The report states that “the rising wealth share of the top 3 percent of families is mirrored by the declining share of wealth held by the bottom 90 percent,” which fell from 33.2 percent in 1989 to 24.7 percent in 2013.

income_shares

Reserve Survey of Consumer Finances

The ongoing impoverishment of the population is an indictment of capitalism. There has been no genuine recovery from the Wall Street crash of 2008, only a further plundering of the economy by the financial aristocracy. The crisis precipitated by the rapacious, criminal practices of the bankers and hedge fund speculators has been used to restructure the economy to the benefit of the rich at the expense of everyone else.

Decent-paying jobs have been wiped out and replaced by low-wage, part-time and temporary jobs, with little or no benefits. Pensions and health benefits have come under savage attack, as seen in the bankruptcy of Detroit.

Not surprisingly, the Fed report has been buried by the American media, confined to the inside pages of the major newspapers.

Measured in 2013 dollars, a typical household received an income of $53,100 in 2007. By 2010, this had fallen to $49,000. It hit $46,700 by 2013. At the same time, the average income for the wealthiest tenth of families grew by ten percent.

While median income fell between 2010 and 2013, mean (average) income grew, from $84,100 to $87,200. The report noted that, “the decline in median income coupled with the rise in mean income is consistent with a widening income distribution during this period.”

For the poorest households, the drop in income has been even more dramatic. Among the bottom quarter of households, mean income fell a full 10 percent between 2010 and 2013.

The report reveals other aspects of the social crisis. The share of young families burdened by education debt nearly doubled, from 22.4 percent to 38.8 percent, between 2001 and 2013. The share of young families with more than $100,000 in debt has grown nearly tenfold, from 0.6 percent to 5.6 percent.

These statistics reflect both a historic and insoluble crisis of the profit system and the brutal policies of the American ruling class, which is carrying out a relentless assault on working people and preparing to go even further by dismantling bedrock social programs such as Medicare and Social Security. The data undercuts the endless talk of “partisan gridlock” in Washington and the media presentation of a political system paralyzed by irreconcilable differences between the Democratic and Republican parties.

There has, in fact, been a seamless continuity between the Bush and Obama administrations in the pursuit of reactionary policies of war abroad and class war at home. The two parties have worked hand in glove to make the working class pay for the crisis of the capitalist system.

....

*WORK TO BE COMPLETED*. Copy the article starting with "Decent-paying jobs have" and going on through "the major newspapers.", but replace "savage attack" with "sustained attack". None of the rows are needed.

Referring expression data:
....

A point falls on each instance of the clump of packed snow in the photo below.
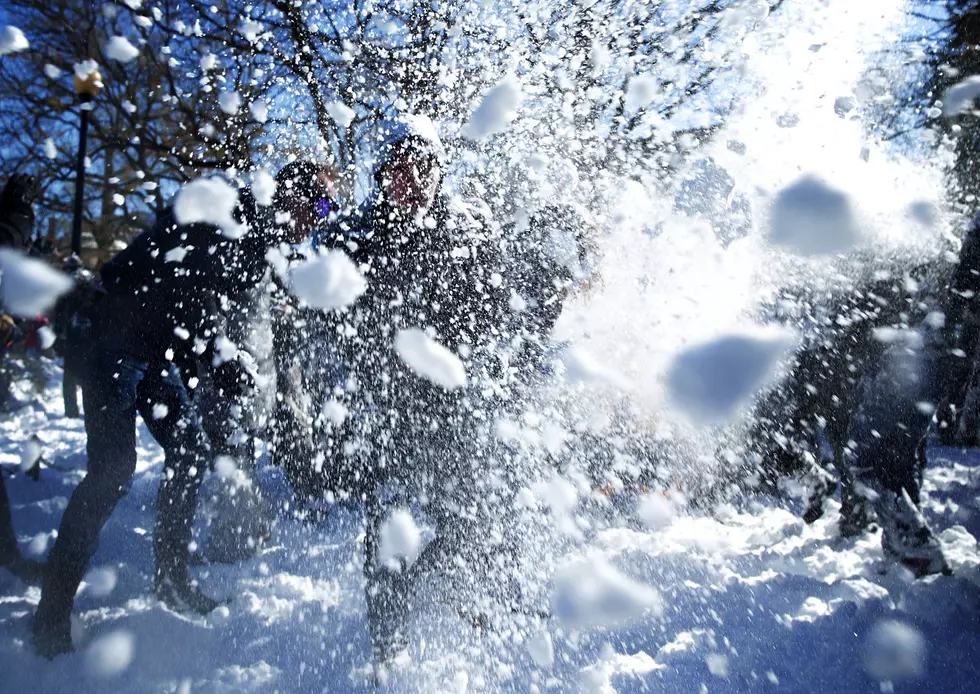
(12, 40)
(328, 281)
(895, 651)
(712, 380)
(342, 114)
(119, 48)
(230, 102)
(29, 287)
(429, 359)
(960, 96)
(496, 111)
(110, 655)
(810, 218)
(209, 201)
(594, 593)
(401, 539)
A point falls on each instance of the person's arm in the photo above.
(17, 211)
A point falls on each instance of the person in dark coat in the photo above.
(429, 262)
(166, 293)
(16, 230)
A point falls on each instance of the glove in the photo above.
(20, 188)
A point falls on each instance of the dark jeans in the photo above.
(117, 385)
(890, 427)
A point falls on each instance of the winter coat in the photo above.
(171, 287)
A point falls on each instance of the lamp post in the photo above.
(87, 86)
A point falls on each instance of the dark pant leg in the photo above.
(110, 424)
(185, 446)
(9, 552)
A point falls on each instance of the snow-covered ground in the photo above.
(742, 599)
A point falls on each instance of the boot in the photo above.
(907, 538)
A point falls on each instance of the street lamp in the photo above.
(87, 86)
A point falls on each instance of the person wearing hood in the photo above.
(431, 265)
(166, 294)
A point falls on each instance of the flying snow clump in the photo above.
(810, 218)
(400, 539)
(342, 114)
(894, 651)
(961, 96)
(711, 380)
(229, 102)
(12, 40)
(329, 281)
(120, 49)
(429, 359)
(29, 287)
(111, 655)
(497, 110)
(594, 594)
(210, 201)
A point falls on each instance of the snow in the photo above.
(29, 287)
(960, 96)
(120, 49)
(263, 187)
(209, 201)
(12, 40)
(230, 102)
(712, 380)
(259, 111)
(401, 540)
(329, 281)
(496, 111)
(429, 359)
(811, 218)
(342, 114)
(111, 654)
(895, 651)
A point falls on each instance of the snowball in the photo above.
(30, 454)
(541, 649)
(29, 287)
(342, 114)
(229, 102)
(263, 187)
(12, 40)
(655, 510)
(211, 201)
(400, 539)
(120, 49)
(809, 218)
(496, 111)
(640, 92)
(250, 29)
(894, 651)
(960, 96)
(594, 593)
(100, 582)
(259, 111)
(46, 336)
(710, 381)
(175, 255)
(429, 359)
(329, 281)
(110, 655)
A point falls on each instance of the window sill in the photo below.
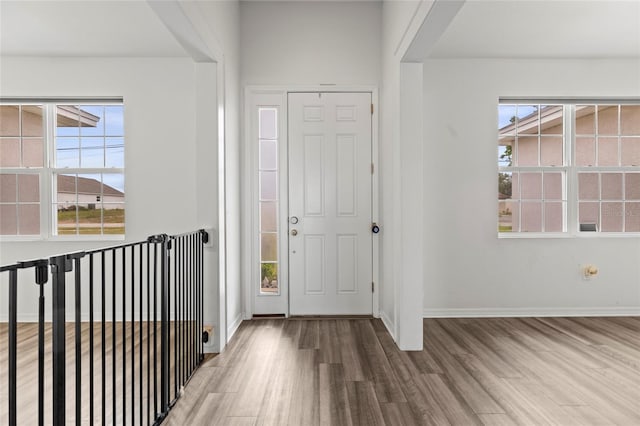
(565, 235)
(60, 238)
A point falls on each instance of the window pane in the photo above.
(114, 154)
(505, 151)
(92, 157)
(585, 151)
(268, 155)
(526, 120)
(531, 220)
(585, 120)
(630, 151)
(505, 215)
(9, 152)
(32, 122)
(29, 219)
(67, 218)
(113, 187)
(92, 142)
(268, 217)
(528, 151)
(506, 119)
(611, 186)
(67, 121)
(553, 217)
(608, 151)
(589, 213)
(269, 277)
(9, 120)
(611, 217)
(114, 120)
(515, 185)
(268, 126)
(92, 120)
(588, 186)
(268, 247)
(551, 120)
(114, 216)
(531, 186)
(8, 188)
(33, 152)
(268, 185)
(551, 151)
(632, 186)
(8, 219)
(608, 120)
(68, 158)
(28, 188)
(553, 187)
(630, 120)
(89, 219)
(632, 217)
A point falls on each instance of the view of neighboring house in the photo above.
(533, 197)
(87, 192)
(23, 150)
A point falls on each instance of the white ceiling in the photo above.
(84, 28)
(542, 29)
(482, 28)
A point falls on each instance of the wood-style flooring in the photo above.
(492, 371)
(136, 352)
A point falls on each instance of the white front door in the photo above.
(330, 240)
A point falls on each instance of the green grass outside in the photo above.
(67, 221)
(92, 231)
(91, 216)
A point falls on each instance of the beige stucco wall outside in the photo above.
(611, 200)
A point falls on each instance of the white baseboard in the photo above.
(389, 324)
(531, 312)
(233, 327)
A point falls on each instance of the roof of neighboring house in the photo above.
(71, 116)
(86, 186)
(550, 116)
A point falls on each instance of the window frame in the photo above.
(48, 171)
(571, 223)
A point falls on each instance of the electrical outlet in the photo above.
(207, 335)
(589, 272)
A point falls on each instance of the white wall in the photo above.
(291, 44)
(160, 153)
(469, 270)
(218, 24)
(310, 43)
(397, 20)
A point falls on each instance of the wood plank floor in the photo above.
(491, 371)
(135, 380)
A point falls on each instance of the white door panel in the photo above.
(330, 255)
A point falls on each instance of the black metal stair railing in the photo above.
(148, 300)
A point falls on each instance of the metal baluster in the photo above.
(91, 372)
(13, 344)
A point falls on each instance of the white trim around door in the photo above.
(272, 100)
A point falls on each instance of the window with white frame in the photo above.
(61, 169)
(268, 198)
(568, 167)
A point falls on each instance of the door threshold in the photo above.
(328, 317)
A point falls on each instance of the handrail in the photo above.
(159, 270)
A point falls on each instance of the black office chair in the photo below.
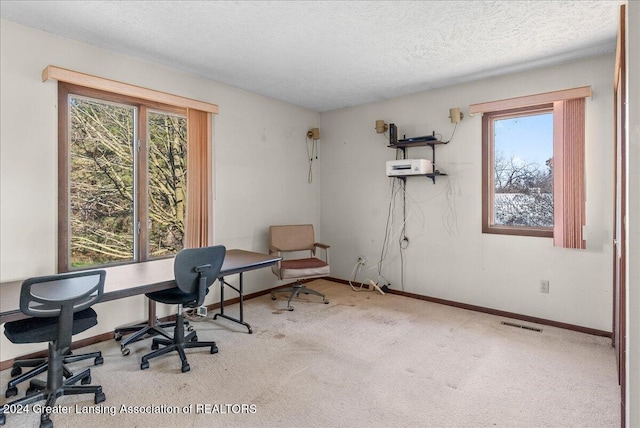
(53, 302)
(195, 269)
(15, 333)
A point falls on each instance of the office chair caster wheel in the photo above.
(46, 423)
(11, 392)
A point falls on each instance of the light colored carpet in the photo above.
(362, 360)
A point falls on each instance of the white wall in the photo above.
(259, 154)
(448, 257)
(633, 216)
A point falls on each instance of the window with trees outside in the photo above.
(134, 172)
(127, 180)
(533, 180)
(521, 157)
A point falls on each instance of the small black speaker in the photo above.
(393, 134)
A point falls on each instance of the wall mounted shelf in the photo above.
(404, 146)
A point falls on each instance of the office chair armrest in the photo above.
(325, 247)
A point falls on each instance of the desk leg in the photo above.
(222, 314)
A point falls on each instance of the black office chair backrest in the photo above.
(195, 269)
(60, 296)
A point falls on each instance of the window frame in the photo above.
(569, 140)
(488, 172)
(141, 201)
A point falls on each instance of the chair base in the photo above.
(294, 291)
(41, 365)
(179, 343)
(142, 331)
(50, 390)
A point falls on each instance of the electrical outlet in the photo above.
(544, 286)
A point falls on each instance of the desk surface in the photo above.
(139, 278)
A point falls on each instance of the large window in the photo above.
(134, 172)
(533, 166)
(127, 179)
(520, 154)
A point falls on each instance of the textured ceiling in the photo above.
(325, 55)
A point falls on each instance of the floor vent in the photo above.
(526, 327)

....

*WRITTEN REPLY*.
Decent-paying jobs have been wiped out and replaced by low-wage, part-time and temporary jobs, with little or no benefits. Pensions and health benefits have come under sustained attack, as seen in the bankruptcy of Detroit.

Not surprisingly, the Fed report has been buried by the American media, confined to the inside pages of the major newspapers.